■ **Aim of the exercise**: Below are entries; work out how many of their lines include the string "green", and reply with the number only.

■ **Exercise material**:
%%

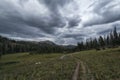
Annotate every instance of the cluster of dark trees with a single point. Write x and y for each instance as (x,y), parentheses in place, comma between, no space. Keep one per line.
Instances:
(8,46)
(110,41)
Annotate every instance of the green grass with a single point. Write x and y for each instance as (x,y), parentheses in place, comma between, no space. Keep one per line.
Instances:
(23,66)
(104,65)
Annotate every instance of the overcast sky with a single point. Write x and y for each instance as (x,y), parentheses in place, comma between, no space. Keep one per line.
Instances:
(60,21)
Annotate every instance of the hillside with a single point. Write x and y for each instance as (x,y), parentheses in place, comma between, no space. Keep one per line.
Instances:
(93,65)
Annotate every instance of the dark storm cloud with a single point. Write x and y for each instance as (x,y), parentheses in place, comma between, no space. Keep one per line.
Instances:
(74,21)
(74,36)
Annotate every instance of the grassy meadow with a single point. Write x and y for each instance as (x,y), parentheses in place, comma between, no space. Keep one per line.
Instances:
(95,65)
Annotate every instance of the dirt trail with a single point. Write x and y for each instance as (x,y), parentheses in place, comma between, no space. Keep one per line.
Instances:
(75,75)
(86,72)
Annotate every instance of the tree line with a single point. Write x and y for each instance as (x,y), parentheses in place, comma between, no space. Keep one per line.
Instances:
(110,41)
(8,46)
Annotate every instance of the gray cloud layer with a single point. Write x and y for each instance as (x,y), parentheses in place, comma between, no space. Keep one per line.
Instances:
(62,21)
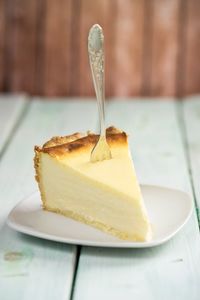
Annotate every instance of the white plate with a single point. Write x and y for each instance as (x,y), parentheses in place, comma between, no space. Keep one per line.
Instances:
(168,210)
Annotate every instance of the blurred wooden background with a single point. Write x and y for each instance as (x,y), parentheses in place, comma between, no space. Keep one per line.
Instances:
(152,46)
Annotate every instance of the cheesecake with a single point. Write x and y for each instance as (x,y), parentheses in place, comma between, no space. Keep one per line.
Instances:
(103,194)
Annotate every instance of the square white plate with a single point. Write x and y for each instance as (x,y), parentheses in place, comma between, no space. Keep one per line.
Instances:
(168,210)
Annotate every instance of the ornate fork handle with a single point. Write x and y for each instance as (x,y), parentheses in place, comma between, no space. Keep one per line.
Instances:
(96,57)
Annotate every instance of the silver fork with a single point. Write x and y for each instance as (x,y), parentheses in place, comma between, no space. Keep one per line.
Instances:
(101,150)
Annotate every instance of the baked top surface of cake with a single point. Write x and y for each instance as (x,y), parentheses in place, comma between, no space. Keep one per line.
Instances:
(103,194)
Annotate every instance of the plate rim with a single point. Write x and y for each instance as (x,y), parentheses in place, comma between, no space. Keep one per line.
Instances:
(77,242)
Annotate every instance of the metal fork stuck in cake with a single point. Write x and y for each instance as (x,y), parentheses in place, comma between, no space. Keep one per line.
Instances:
(101,150)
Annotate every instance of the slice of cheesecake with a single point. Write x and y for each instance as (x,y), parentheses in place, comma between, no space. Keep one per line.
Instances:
(103,194)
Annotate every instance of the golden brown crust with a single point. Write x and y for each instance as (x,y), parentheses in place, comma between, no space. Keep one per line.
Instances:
(59,146)
(59,140)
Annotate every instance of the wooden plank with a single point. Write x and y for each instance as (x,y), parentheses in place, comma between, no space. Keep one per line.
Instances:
(11,109)
(44,269)
(165,47)
(21,45)
(191,80)
(93,12)
(2,42)
(57,48)
(128,49)
(170,271)
(191,116)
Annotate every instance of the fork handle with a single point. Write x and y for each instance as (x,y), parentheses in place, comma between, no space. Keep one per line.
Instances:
(96,58)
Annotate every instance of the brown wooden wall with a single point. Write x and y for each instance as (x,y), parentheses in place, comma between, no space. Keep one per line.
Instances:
(152,46)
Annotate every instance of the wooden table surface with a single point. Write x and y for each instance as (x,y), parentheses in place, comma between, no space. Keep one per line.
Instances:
(165,143)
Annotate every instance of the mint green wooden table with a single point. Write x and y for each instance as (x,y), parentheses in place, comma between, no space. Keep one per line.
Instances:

%%

■ **Your response**: 2